Задание 1: Извлеките из записей все строки, в которых встречается слово «suit».

Исходный текст:

Примечательно то, что эти святые считались пророками. Анонимный составитель житий, цистерцианский монах, называя ее предвестницей вознесения Христа, говорит:
Она была свидетелем восхождения на гору; также она сообщила апостолам о самом выдающемся событии, как только оно произошло… она показала, что она так же, как и Иоанн Креститель, является больше, чем пророком… Ее деяния равны его, пишут четыре евангелиста [345] .
Росту интереса к личности Марии Магдалины как образцу святой, отшельнической жизни способствовал в четырнадцатом столетии огромный успех «Vite de’santipadri» Кавалка, volgarizzamento «Vitae patrum», предназначенная для мирян. Написанная на итальянском языке, она включала vita Марии Магдалины в разделе о Vitae matrum, матушках-пустынницах [346] . Ее перевод, сделанный Кавалка, а также жития других отшельников, несомненно, способствовали росту популярности всех святых пустынников того периода, в том числе Гонофрия, Антония Аббата и Иеронима [347] .

Записи из коллекции:
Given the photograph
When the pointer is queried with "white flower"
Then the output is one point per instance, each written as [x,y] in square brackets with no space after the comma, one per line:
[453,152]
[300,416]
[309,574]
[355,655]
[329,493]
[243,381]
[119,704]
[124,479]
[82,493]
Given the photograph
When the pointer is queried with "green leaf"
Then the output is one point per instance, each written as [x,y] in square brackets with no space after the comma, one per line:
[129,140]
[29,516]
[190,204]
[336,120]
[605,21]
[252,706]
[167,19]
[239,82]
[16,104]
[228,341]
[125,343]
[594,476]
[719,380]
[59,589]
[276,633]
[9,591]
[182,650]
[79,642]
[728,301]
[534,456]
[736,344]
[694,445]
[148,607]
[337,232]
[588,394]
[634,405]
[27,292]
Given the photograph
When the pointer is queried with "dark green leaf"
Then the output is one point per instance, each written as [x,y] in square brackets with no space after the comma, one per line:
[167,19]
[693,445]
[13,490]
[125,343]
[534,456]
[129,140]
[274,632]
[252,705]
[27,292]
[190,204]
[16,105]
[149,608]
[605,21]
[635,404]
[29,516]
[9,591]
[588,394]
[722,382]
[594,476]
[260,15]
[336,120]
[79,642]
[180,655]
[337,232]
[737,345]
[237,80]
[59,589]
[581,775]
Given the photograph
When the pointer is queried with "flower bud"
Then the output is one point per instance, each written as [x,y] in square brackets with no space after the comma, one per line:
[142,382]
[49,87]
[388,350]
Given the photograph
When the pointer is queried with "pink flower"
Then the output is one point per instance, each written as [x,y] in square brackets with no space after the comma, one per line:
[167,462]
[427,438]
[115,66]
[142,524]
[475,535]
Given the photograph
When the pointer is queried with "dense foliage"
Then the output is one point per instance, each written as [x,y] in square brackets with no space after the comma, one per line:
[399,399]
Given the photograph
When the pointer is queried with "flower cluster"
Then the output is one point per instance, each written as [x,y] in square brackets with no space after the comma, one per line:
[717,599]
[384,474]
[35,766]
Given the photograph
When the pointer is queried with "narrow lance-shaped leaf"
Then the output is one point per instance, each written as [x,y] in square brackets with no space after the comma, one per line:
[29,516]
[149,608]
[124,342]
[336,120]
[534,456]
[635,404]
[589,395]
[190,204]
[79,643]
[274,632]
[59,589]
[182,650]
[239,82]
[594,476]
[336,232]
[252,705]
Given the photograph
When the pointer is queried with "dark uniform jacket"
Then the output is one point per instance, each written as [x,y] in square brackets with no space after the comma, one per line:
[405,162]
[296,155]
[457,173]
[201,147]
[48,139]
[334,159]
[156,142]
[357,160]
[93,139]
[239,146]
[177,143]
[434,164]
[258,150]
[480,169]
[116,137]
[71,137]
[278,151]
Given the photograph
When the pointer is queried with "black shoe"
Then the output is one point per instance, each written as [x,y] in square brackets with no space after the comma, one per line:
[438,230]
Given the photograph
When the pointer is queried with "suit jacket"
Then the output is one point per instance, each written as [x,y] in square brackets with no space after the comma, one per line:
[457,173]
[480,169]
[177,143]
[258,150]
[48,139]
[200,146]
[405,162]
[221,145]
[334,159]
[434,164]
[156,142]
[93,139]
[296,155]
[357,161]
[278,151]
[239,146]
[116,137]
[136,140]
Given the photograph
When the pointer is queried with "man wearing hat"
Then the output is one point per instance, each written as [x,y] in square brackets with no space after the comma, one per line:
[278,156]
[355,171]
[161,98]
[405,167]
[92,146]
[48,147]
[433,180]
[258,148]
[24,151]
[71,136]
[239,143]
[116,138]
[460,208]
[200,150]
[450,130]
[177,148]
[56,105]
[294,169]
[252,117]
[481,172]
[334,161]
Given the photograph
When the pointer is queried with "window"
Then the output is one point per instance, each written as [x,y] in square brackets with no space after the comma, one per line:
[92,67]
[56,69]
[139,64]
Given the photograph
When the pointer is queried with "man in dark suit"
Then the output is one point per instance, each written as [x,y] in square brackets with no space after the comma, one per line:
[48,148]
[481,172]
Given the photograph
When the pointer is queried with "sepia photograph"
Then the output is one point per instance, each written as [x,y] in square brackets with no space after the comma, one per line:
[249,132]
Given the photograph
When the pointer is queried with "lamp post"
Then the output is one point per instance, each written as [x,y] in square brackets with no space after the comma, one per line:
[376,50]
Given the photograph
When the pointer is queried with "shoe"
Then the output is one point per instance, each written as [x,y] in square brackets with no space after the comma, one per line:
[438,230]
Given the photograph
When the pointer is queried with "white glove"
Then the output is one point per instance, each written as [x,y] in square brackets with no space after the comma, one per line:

Задание 2:
Определите, согласуются ли с текстом о Марии Магдалине утверждения (a), (b) и (c). На каждое ответьте «да» или «нет» и дословно приведите решающие слова текста.
(a) Составитель житий был цистерцианским монахом.
(b) «Vite de’santipadri» Кавалка были написаны на латинском языке.
(c) Труд Кавалка предназначался для мирян.

Ответ 1:
When the pointer is queried with "suit jacket"
When the pointer is queried with "man in dark suit"

Ответ 2:
(a) Да: «Анонимный составитель житий, цистерцианский монах».
(b) Нет: «Написанная на итальянском языке».
(c) Да: «предназначенная для мирян».